**Your instructions:** The records below must be retyped exactly.

**Provided records:**
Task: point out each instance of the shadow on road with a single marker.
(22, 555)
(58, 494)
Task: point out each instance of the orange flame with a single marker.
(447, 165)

**Task solution:**
Task: point out each instance of the shadow on road with a single marker.
(22, 555)
(58, 494)
Task: point out each instance of the orange flame with a single marker.
(447, 165)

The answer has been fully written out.